- Task list
1. From the email thread on rings, transcribe the passage that begins at the words "On Sat, Mar 31, 2012 at 2:04" and stops after "for or against.".
2. In the email thread on rings, what does an element of ZZ times an element of QQ give under the example coercion rule?
3. According to the email thread on rings, why should a*b be no different from R.mul(a, b) when a and b are elements of the ring R?

- Text block
════

On Sat, Mar 31, 2012 at 2:04 PM, Tom Bachmann <[email protected]> wrote:
> On 31.03.2012 20:19, Aaron Meurer wrote:
>>
>> On Sat, Mar 31, 2012 at 11:22 AM, Tom Bachmann<[email protected]>  wrote:
>>>
>>> Obviously I don't want to sound obstinate either, but I really cannot
>>> imagine you find a majority on this list which prefers to write R.mul(a,
>>> b)
>>> instead of a*b, whatever the argument for or against.
>>
>>
>> The way I see it, if a and b are elements of the ring R, then the
>> information for multiplication is in those elements (via the
>> superclass or whatever), so a*b should be no different than R.mul(a,
>> b).  The issue is when they are elements of two different rings, and
>> you need to coerce one to the other.  You then create coercion rules
>> what are pragmatically useful.  For example, an element of ZZ times an
>> element of QQ give an element of QQ.  You could also define that to
>> give an error, unless the element of QQ is also an integer, but this
>> is not very useful.  If you do really want this, than you can
>> specifically apply ZZ.mul(a, b)
>>
>>>
>>>
>>> On 31.03.2012 16:05, Sergiu Ivanov wrote:
>>>>
>>>>
>>>> Summarising: when you work in concrete rings (integers, reals, etc.)
>>>> and focus on elements thereof, the "real" stuff is indeed in elements.
>>>> However, if the focus is on the rings themselves, the situation is
>>>> utterly different.  Consider, for example, a quite real task of
>>>> deciding whether a ring with a given set of generators is commutative
>>>> or not.  The focus is on rings.
>>>>
>>>
>>> Maybe this is the crux of the matter. Some questions inherently deal with
>>> the *whole* algebraic structure (is this ring commutative? is it a
>>> field?).
>>> The elements themselves don't really enter. Other questions deal mostly
>>> with
>>> elements (is this polynomial irreducible? do these polynomials generate a
>>> radical ideal?).

════

- Dataset excerpt
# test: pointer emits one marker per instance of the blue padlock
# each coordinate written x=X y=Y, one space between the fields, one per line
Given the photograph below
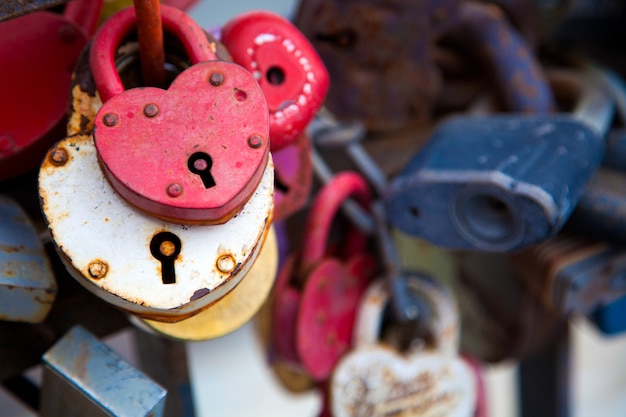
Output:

════

- Answers to the tasks
1.
On Sat, Mar 31, 2012 at 2:04 PM, Tom Bachmann <[email protected]> wrote:
> On 31.03.2012 20:19, Aaron Meurer wrote:
>>
>> On Sat, Mar 31, 2012 at 11:22 AM, Tom Bachmann<[email protected]>  wrote:
>>>
>>> Obviously I don't want to sound obstinate either, but I really cannot
>>> imagine you find a majority on this list which prefers to write R.mul(a,
>>> b)
>>> instead of a*b, whatever the argument for or against.

2. An element of QQ.

3. The information for multiplication is in the elements a and b themselves, through their superclass or similar. Multiplying them directly therefore uses the same information as calling R.mul(a, b).